- **Tasks to complete**
• A. In the article about accents in Lebanon, write out the passage starting at "The Lebanese hairdresser" and ending at "strong anti-Syrian sentiments.", substituting "barber" for "hairdresser".
• B. List the regions of the Arab world that the article about accents in Lebanon says even an unfamiliar ear can place a speaker in.
• C. According to the article about accents in Lebanon, what do the words "moo" and "ma" mean?
++++ Selection ++++
In any case, my experiences were those of an outsider: someone who had committed the offense of learning Arabic like a Syrian, rather than a Lebanese – and not someone who had committed the evidently graver offense of being Syrian, like Rasha.

Here is her article – enjoy!

The Lebanese hairdresser had a sleight of hand typical to his profession, alternating quickly between his left and right hand as he cut, razored, pulled and tugged the strands of my hair. He came highly recommended by a friend, so I wasn’t worried about the way my hair was going to look when he was done.

But I was worried about him picking up on my Syrian accent, given that I was in an area of Beirut where many hold strong anti-Syrian sentiments.

And then came the inevitable.

“Are you Lebanese?” he asked.

Sometimes I purposely don’t speak Arabic when I venture into anti-Syrian areas in Lebanon. During a road trip to Batroun, a charming small town with a staunchly anti-Syrian community, my Lebanese friend made me promise not to say a single word in Arabic.

“They’ll pick up you’re Syrian from the minute you open your mouth,” she warned.

Though her concern was exaggerated – violence motivated by hatred is extremely rare since the end of the civil war in Lebanon – times were tense, and people might have been rude or snooty towards us if they had found out that I was Syrian.

Your accent in the Arab world is like an identity card. Even the unfamiliar ear can place you in a region, be it the Gulf, the Levant, Egypt or North Africa. The familiar ear can even figure out if you’re an urban or rural Syrian, a Damascene or from Aleppo, a Kurd from northern Iraq or a Shiite from the south, an Algerian or a Moroccan, and whether you grew up locally or abroad.

Accents also often are the butt of political jokes, like the popular favourite for Lebanese and Syrians taking political jabs at each other.

It pokes fun of the words moo and ma, Syrian and Lebanese slang for “right”, as in: “You’re coming to dinner, moo?”

“‘Moo’? What are we? Cows?” goes the joke.

“Better than ‘ma’,” it continues. “‘Ma’ is for sheep.”

Given my propensity to say moo, I couldn’t lie to the hairdresser, so I confessed that I was Syrian.

“Emm,” he muttered, his face visibly annoyed. I briefly worried he might purposely ruin my hair, which would be a disaster given I was to attend a posh Syrio-Lebanese wedding later and needed it to be flawless.

“You’re Syrian from both parents?” he asked.

Here, I thought, could be my way out. I could lie and end the conversation amicably, guaranteeing a good haircut. Or I could keep playing cat and mouse and see where the game took us.
++++ Supplied material ++++
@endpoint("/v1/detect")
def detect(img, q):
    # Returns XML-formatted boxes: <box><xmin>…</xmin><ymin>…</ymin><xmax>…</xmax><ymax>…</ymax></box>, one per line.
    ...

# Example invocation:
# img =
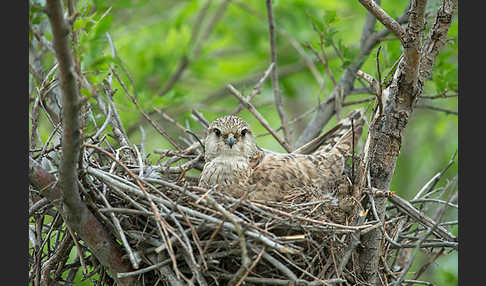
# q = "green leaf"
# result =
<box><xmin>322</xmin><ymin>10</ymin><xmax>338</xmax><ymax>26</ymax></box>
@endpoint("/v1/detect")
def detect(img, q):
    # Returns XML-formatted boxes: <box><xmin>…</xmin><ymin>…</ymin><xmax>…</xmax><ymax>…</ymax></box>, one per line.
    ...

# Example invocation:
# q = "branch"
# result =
++++
++++ Supplied material ++++
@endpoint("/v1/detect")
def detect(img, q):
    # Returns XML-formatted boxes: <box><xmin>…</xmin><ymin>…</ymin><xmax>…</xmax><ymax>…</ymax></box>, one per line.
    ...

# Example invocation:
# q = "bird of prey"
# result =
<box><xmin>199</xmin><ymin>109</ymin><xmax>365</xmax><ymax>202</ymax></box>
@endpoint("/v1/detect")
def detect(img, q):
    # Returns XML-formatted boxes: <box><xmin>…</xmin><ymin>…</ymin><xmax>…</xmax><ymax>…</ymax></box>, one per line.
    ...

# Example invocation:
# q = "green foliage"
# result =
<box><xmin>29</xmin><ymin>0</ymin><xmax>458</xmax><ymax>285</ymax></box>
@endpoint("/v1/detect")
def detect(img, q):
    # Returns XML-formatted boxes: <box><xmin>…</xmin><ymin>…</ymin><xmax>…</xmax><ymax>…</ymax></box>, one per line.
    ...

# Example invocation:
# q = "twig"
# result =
++++
++++ Supplied material ++++
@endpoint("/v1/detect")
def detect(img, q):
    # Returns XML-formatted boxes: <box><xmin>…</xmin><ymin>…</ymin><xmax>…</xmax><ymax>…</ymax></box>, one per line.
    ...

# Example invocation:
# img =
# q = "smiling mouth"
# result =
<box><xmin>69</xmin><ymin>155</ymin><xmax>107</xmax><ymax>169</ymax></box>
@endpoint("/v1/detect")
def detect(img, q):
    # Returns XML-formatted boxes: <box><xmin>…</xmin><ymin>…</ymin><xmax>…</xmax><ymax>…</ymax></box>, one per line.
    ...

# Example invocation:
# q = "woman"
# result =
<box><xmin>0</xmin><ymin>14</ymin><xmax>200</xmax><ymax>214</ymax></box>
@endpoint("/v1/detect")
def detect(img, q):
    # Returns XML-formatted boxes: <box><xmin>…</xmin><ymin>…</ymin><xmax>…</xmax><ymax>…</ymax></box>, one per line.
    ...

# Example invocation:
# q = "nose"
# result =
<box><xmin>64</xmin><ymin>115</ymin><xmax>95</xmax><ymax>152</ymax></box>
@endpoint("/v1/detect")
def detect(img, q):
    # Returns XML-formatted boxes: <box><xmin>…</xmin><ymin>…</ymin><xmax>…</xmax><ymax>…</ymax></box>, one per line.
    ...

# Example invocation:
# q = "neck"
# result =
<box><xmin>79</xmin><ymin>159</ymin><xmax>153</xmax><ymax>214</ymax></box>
++++
- **Per-task answers**
• A.
The Lebanese barber had a sleight of hand typical to his profession, alternating quickly between his left and right hand as he cut, razored, pulled and tugged the strands of my hair. He came highly recommended by a friend, so I wasn’t worried about the way my hair was going to look when he was done.

But I was worried about him picking up on my Syrian accent, given that I was in an area of Beirut where many hold strong anti-Syrian sentiments.

• B.
the Gulf
the Levant
Egypt
North Africa

• C. They are Syrian and Lebanese slang for "right."